• _Written task_
Locate each line in the material below that contains the string "tube", treating uppercase and lowercase as different, and copy those lines out.

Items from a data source
BEGIN

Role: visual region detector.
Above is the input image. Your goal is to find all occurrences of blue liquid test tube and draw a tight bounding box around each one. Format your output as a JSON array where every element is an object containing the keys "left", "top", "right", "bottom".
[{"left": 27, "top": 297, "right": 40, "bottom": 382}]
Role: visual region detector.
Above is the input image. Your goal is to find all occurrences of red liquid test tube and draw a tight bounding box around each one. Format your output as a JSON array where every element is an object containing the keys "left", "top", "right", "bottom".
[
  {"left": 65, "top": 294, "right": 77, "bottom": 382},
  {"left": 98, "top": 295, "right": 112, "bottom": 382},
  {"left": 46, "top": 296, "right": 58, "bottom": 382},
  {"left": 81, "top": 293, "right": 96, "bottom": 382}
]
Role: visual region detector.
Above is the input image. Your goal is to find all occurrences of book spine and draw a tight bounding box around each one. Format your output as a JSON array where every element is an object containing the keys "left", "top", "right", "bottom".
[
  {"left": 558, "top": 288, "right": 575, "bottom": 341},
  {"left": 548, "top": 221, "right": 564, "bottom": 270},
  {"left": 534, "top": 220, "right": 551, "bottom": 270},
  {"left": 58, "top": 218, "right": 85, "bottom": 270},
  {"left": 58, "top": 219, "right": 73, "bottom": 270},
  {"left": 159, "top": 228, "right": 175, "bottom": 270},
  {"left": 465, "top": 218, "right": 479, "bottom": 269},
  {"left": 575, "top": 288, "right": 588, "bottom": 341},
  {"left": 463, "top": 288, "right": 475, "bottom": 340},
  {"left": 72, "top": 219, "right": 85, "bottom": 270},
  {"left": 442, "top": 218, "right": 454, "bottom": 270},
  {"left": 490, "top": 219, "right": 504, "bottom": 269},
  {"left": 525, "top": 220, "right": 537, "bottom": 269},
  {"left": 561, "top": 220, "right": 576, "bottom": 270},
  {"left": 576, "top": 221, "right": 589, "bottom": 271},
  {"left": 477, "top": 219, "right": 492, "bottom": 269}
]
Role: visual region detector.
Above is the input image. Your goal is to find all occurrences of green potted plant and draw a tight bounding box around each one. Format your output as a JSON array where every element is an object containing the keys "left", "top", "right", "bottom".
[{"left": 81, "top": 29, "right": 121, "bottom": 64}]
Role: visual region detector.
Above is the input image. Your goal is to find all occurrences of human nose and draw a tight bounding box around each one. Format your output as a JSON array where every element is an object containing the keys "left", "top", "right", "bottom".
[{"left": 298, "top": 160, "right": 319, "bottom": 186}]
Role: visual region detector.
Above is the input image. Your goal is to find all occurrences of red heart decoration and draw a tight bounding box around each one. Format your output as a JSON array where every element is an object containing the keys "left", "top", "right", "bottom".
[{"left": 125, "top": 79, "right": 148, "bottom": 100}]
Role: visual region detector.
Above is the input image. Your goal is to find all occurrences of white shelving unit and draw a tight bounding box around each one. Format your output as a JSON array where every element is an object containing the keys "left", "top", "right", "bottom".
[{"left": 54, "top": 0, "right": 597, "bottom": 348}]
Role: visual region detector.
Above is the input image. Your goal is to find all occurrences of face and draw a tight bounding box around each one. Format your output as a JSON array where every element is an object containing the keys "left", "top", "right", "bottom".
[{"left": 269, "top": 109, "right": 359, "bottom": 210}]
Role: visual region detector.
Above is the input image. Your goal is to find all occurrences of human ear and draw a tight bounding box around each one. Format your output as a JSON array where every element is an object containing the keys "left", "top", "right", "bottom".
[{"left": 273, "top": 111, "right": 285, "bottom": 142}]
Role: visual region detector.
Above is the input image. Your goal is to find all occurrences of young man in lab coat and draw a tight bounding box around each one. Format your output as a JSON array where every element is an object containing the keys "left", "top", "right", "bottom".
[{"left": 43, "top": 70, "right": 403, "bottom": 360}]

END

• _Solved problem_
Above is the input image. Your goal is to find all occurrences of blue liquid test tube and draw a tight bounding box around each one. Format your output as a JSON array where every element is an object containing the keys "left", "top", "right", "bottom".
Above is the input image. Your goal is to find all occurrences of red liquid test tube and draw a tight bounding box around each one. Format your output as a JSON array where every element is an object containing the keys "left", "top", "right", "bottom".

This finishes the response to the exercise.